_Passage for review_:
##########

No deaths have been recorded among the Health care workers at the front lines of the coronavirus pandemic in Los Angeles County in the past three weeks, public health officials said Tuesday.
COVID-19 cases among medical workers in L.A. County have dropped sharply since they began getting vaccinated in December. There were nearly 2,000 new cases among health care staff in the last week of December, but as of last week only 43 new cases were recorded in the demographic, the county Department of Public Health said in a news release.
According to officials, for the eighth week in a row there have been no more than 50 new infections reported among medical professionals.
As of Tuesday, the virus had claimed the lives of 262 health care workers countywide. In the first week of this year alone, during the height of the winter surge, two dozen died.
“Getting vaccinated is the way we end this pandemic,” public health Director Barbara Ferrer said in a statement.
Nursing home staff case rates are also dropping along with those being the first to be vaccinated in L.A. County. More than 1,100 nursing home staffers tested positive for the coronavirus in the first week of this year, but that figure had dropped to 11 new cases as of late April, officials said.
On Tuesday, 224 new infections and 18 additional deaths were reported countywide. Meanwhile, 374 people are still in L.A. County hospitals with the disease, but overall hospitalizations are at their lowest number since the pandemic began.
“While we are relieved that our metrics remain stable, we continue to mourn the loss of life and send our deepest sympathies to everyone who is missing a loved one who passed away from COVID-19,” Ferrer said.
Public health officials also said Tuesday that new state data shows L.A. County will be able to keep its place in the yellow tier, the least-restrictive under California’s reopening guidelines.
The county’s adjusted case rate dropped from 1.6 new cases per 100,000 people to 1.4 new cases per 100,000. Officials say they were also able to close the gap in the testing positivity rate between higher- and lower-income areas, with both now at 0.7%.
When California will adopt new health guidelines after the federal government said fully vaccinated people can stop wearing face coverings and social distancing in most situations outside or inside, is unclear.

##########

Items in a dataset
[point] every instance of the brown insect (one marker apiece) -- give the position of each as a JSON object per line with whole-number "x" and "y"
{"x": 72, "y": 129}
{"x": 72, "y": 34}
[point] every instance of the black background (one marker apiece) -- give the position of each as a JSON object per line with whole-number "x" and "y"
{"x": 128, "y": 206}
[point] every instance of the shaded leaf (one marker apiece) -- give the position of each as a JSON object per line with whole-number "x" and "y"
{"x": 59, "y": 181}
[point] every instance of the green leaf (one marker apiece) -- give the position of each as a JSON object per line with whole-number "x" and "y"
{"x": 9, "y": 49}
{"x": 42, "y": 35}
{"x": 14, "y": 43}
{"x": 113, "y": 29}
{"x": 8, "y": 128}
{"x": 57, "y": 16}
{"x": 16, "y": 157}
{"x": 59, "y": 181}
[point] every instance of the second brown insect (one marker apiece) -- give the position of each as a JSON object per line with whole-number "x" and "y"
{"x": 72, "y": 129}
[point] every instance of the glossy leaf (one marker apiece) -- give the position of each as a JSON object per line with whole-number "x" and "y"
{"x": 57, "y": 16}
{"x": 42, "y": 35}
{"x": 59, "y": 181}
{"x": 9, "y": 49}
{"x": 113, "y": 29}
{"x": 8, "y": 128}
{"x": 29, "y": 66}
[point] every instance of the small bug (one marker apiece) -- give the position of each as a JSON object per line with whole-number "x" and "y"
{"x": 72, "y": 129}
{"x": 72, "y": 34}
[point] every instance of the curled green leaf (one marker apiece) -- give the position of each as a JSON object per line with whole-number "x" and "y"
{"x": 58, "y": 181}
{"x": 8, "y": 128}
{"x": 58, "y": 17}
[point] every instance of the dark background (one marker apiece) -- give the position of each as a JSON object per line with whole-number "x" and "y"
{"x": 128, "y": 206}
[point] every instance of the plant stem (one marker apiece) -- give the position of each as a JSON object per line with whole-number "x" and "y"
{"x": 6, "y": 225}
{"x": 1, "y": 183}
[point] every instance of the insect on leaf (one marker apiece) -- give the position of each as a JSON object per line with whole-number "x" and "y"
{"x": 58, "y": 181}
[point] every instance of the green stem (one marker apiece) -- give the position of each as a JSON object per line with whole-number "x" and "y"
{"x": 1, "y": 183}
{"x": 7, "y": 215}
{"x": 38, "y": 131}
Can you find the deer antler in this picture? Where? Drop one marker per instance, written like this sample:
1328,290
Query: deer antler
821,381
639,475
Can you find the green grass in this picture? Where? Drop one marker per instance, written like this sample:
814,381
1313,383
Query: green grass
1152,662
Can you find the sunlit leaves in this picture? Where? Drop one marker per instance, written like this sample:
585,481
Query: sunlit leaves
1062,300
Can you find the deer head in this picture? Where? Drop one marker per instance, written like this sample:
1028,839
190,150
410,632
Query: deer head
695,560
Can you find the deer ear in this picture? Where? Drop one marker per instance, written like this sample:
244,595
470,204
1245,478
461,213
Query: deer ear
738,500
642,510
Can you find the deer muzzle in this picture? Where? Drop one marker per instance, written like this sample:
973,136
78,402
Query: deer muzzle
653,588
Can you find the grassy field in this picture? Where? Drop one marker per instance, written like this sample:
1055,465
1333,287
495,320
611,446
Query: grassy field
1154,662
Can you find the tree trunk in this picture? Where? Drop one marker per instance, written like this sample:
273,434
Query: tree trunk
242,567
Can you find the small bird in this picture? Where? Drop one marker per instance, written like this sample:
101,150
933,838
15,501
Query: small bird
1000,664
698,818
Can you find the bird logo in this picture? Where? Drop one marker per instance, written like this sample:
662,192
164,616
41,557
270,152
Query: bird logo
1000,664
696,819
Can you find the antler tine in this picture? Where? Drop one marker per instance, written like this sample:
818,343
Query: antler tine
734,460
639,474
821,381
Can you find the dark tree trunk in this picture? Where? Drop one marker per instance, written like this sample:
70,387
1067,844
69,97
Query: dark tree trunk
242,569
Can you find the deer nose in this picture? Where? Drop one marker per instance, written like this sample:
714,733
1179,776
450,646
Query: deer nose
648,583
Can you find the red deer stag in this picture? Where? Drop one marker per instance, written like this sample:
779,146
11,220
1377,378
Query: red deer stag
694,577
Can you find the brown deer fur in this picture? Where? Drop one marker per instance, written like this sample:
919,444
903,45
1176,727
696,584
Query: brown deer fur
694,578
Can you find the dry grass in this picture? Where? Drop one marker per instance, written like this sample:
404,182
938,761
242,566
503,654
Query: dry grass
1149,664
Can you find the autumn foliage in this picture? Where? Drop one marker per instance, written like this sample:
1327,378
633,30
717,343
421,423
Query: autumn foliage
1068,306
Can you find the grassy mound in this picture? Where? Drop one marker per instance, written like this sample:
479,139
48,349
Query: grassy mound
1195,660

##########

_Questions on the material_:
1. In the article on COVID-19 among Los Angeles County health care workers, rewrite the paragraph beginning "COVID-19 cases among medical workers" as a short list that keeps its main facts.
2. Reproduce word for word the part of the article on COVID-19 among Los Angeles County health care workers that begins at the words "Nursing home staff case" and ends after the words "April, officials said.".
You do not need the entries to do this work.

_Responses to the exercise_:
1.
- COVID-19 cases among L.A. County medical workers have fallen sharply since vaccinations began in December.
- Health care staff had nearly 2,000 new cases in the last week of December.
- Last week they had only 43 new cases, according to the county Department of Public Health.

2.
Nursing home staff case rates are also dropping along with those being the first to be vaccinated in L.A. County. More than 1,100 nursing home staffers tested positive for the coronavirus in the first week of this year, but that figure had dropped to 11 new cases as of late April, officials said.